Monitoring endpoint performance with Grafana and CloudWatch Logs

Slow things usually just turn out slow when they reach production. The worse scenario arises when a specific combination (often involving lots of data) occurs, and it is hard to simulate it on stage environments. Once you rule out obvious mistakes, the best way out the sluggishness is to monitor how your application is performing through new versions. This way you can identify slow components and treat them accordingly. This article is about how you can store performance data about your REST application using AWS CloudWatch and visualize it with Grafana.

About Telemetry

Telemetry is about measuring. It is to observe the behavior of a subject using a set of proxy metrics. It means we usually agree that a given metric is a good way to observe what we want. Good metrics have some specific traits, such as being comparative, sensitive enough and having enough data to keep tracking it. On this article the goal is to tackle on specific metric for performance, very common on RESTful APIs: the duration of a request. How much time do you your application need to come receive a given request, process it and return the desired response? This is a good metric because it is easy to understand and covers what the users really care about. This downside is its kind of broad, since you don’t know who’s the main responsible for that delay: some ill written code? network delay between code and your database? Your database query?

That’s why you should look for more metrics, specially designed for the context you are working on. But you can use the same concept shown here, incrementally increasing what you observe. With response time, you can have a good clue about what is happening. Then you know where to put your maintenance effort and go further in order to find the root cause.

**Data lines**
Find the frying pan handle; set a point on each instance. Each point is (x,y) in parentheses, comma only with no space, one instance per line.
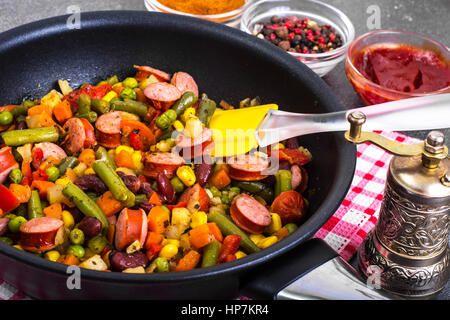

**Exercise A**
Update the part of the endpoint monitoring article that opens with the words containing "Telemetry is about" and closes with "Your database query?", replacing "proxy metrics" with "indirect metrics".
**Exercise B**
Write the next portion of the endpoint monitoring article, picking up after its final sentence.

**Expected output A**
Telemetry is about measuring. It is to observe the behavior of a subject using a set of indirect metrics. It means we usually agree that a given metric is a good way to observe what we want. Good metrics have some specific traits, such as being comparative, sensitive enough and having enough data to keep tracking it. On this article the goal is to tackle on specific metric for performance, very common on RESTful APIs: the duration of a request. How much time do you your application need to come receive a given request, process it and return the desired response? This is a good metric because it is easy to understand and covers what the users really care about. This downside is its kind of broad, since you don’t know who’s the main responsible for that delay: some ill written code? network delay between code and your database? Your database query?

**Expected output B**
Gathering Data

The architecture here is not very complex. After you measured the endpoint execution time (more on that latter), you must send the result as a known formatted log entry for CloudWatch Logs. When the data is there you can use the CloudWatch Logs Insights to write a query that parses the data and then aggregates it. This diagram shows how it works:

To observe how the results evolve you can use the native Grafana CloudWatch Datasource, and have neat visualizations like that (click to enlarge):

You can see I’ve created some filters to have cleaner visualizations, like ruling out some HTTP methods (like OPTIONS and HEAD) and fast requests (less than 200 milliseconds). You can use it to ignore specific endpoints, status codes and much more.

The first step is to produce the desired data. This can be done so many different ways, and I don’t wanna make this article about an specific stack. With Python and Django, you can write a lightweight middleware like:

import logging

from django.http import HttpRequest
from django.utils.timezone import now

def log_requests(get_response):
   logger_name = "profiler"
   logger = logging.getLogger(logger_name)

   def middleware(request: HttpRequest):
       before = now()

       response = get_response(request)

       after = now()
       duration = (after - before).total_seconds() * 1000  # milliseconds
       if request.resolver_match:
           uri = request.resolver_match.view_name
       else:
           uri = request.path
       status_code = response.status_code
       method = request.method
       logger.info(f"[{logger_name}] {method} {uri} {duration:.2f} {status_code}")
       return response
   return middleware

It is easy to do the same using pure Go and Flask too. The point is to get the time as broad as possible, so you can be sure the data is about your entire code execution. Also, pay attention to your the format you are writing your logs. You must be sure you’ll be able to parse it using regular expressions so you can aggregate the data, getting number the of calls or the average response.

After you have the information, how does it get on CloudWatch? There are many solutions, and again I want to be agnostic. So there are a few for you to consider depending on your stack:

Watchtower (Python)

Watchtower is a project that uses Boto3 for sending Python logs to CloudWatch. It is easy as running aws configure and:

import watchtower, logging
logging.basicConfig(level=logging.INFO)
logger = logging.getLogger(__name__)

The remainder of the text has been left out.